EXERCISE TASK - Please rewrite the entries below, swapping each "Tight-box annotation required" for "Tight-box labeling needed" and leaving everything else as it is.
##########
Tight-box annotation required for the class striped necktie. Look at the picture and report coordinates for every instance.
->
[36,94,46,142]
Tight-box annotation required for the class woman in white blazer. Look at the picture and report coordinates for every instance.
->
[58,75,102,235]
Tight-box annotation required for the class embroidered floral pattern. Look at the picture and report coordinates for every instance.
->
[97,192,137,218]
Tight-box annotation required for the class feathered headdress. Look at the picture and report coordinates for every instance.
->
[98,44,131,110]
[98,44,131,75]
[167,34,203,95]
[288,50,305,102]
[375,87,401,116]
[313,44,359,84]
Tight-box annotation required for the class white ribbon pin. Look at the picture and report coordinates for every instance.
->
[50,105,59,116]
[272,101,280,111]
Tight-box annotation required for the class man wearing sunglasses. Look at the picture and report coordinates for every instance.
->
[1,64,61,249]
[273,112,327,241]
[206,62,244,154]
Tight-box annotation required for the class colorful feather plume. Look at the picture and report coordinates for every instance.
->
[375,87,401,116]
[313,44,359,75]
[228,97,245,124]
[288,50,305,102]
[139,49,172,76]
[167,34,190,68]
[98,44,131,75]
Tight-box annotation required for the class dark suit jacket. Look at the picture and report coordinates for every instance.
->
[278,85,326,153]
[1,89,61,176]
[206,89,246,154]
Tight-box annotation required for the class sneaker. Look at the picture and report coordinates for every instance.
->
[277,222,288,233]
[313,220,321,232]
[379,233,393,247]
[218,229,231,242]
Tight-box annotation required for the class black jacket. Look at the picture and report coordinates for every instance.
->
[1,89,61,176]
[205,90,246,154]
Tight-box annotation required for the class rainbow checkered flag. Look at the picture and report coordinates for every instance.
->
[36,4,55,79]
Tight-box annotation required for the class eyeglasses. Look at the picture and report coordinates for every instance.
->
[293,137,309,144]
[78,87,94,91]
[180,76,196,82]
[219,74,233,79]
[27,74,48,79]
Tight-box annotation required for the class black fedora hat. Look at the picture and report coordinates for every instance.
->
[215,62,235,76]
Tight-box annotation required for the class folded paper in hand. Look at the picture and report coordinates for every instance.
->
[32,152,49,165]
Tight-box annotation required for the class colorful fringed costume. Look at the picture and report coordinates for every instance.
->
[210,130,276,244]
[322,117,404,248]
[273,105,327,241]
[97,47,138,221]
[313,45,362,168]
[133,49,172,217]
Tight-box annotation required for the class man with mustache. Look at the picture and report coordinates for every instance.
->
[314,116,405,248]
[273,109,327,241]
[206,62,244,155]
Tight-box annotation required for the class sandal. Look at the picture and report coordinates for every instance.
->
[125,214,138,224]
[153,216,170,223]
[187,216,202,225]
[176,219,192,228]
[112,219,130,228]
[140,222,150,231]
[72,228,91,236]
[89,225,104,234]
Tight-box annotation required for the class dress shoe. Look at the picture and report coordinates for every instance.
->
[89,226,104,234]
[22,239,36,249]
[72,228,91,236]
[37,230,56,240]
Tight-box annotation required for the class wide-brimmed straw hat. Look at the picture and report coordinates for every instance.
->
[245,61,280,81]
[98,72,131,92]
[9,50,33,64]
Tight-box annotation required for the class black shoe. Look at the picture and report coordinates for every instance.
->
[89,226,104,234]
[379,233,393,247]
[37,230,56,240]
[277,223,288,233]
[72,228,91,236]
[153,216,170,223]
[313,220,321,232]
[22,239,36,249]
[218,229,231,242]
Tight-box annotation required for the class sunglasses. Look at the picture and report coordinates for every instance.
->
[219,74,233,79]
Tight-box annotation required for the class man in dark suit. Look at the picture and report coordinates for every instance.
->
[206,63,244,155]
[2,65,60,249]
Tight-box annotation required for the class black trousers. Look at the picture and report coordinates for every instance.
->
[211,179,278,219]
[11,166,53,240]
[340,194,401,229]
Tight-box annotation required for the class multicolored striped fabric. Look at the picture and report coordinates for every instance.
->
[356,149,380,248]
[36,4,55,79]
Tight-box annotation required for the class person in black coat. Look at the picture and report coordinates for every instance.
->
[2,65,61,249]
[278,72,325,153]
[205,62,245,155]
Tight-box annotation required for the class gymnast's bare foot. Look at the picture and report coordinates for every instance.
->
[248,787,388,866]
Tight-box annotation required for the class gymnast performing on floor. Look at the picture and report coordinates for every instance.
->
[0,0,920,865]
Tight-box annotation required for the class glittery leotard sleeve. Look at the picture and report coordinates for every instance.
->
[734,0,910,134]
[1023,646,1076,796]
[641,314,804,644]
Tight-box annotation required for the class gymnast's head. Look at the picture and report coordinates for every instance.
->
##########
PROBLEM SOLUTION -
Tight-box labeling needed for the class striped necktie. Look at the picture and report coordinates for every instance.
->
[36,94,46,142]
Tight-box labeling needed for the class woman in white blazer. Look at the picture and report coordinates for every instance.
->
[58,75,102,235]
Tight-box labeling needed for the class embroidered floral pattern. Look at the picture and report coordinates for every instance.
->
[97,192,137,218]
Tight-box labeling needed for the class feathered headdress. Look at the picture and report coordinates for every instance.
->
[98,44,131,110]
[98,44,131,75]
[167,34,203,95]
[288,50,305,102]
[375,87,401,116]
[313,44,359,84]
Tight-box labeling needed for the class white ribbon pin. Look at the picture and report coordinates for every instance.
->
[50,105,59,116]
[272,101,280,111]
Tight-box labeling needed for the class man wearing sunglasses. Look at the picture and report coordinates for every instance.
->
[1,64,61,249]
[273,112,327,241]
[206,62,244,154]
Tight-box labeling needed for the class colorful feather plume. Look at the picture and report coordinates for every instance.
->
[375,87,401,116]
[313,44,359,75]
[228,97,245,124]
[288,50,305,102]
[139,49,172,76]
[167,34,190,68]
[98,44,131,75]
Tight-box labeling needed for the class dark suit jacket. Look at the picture and report coordinates for every instance.
->
[278,85,326,153]
[1,89,61,176]
[206,89,246,154]
Tight-box labeling needed for the class sneaker. Look at the picture and report coordinates for every instance.
->
[277,222,288,233]
[313,220,321,232]
[379,233,393,247]
[218,229,231,242]
Tight-box labeling needed for the class black jacket. Look at the picture and report coordinates for every instance.
->
[1,89,61,176]
[205,90,246,154]
Tight-box labeling needed for the class rainbow checkered flag. Look at the picture and report coordinates for every instance.
->
[36,4,55,79]
Tight-box labeling needed for the class eyeglasses. Look at the picture and report coordinates for every instance.
->
[293,137,309,144]
[78,87,94,91]
[180,76,196,82]
[219,74,233,79]
[27,74,48,79]
Tight-box labeling needed for the class black fedora hat. Look at the picture and report coordinates for every instance.
->
[215,62,235,76]
Tight-box labeling needed for the class folded paper in hand. Look at the picture and report coordinates for every instance.
->
[32,152,49,165]
Tight-box labeling needed for the class colorful fringed costume. Look at the picture and report coordinates for every instance.
->
[210,130,276,244]
[322,117,404,248]
[273,105,327,241]
[97,47,138,221]
[313,45,362,168]
[133,49,172,217]
Tight-box labeling needed for the class man with mustache. Look at the picture and report coordinates for every instance.
->
[314,116,405,248]
[273,109,327,241]
[206,62,244,155]
Tight-box labeling needed for the class sandal. Look at the picture and report coordinates for every instance.
->
[125,214,138,224]
[153,216,170,223]
[187,216,202,225]
[176,219,192,228]
[112,219,130,228]
[140,222,150,231]
[72,228,91,236]
[89,225,104,234]
Tight-box labeling needed for the class dress shoe. Look at the picture and report coordinates for every instance.
->
[89,226,104,234]
[22,239,36,249]
[72,228,91,236]
[37,230,56,240]
Tight-box labeling needed for the class wide-brimmed straw hat. Look at the picture and report coordinates for every instance.
->
[245,61,280,81]
[98,72,131,92]
[9,50,33,64]
Tight-box labeling needed for the class black shoe. Look at the picture and report coordinates for every instance.
->
[89,226,104,234]
[379,233,393,247]
[37,230,56,240]
[277,223,288,233]
[72,228,91,236]
[153,216,170,223]
[313,220,321,232]
[22,239,36,249]
[218,229,231,242]
Tight-box labeling needed for the class sunglasses. Look at the picture and report coordinates for every instance.
->
[219,74,233,79]
Tight-box labeling needed for the class man in dark suit. Look at the picture and report coordinates for every instance.
->
[206,63,244,155]
[2,65,60,249]
Tight-box labeling needed for the class black trousers. Look at the picture and report coordinates for every instance.
->
[211,179,278,219]
[11,166,53,240]
[340,194,401,229]
Tight-box labeling needed for the class multicolored striped fabric. Look at the picture and report coordinates for every instance.
->
[356,149,380,248]
[36,4,55,79]
Tight-box labeling needed for the class person in black coat. Look at the picture and report coordinates for every instance.
->
[2,65,61,249]
[278,72,325,153]
[205,62,245,155]
Tight-box labeling needed for the class gymnast's bare foot. Look at the picture and report coordinates for every instance.
->
[248,787,388,866]
Tight-box labeling needed for the class gymnast performing on floor. Look at the picture and report coordinates for every instance.
->
[0,0,920,865]
Tight-box labeling needed for the class glittery leotard sleeve. Look at the picture and report coordinates for every instance.
->
[734,0,910,134]
[1023,646,1076,796]
[641,314,804,644]
Tight-box labeling needed for the class gymnast's head. Look at the picture and report coordinates for every instance.
->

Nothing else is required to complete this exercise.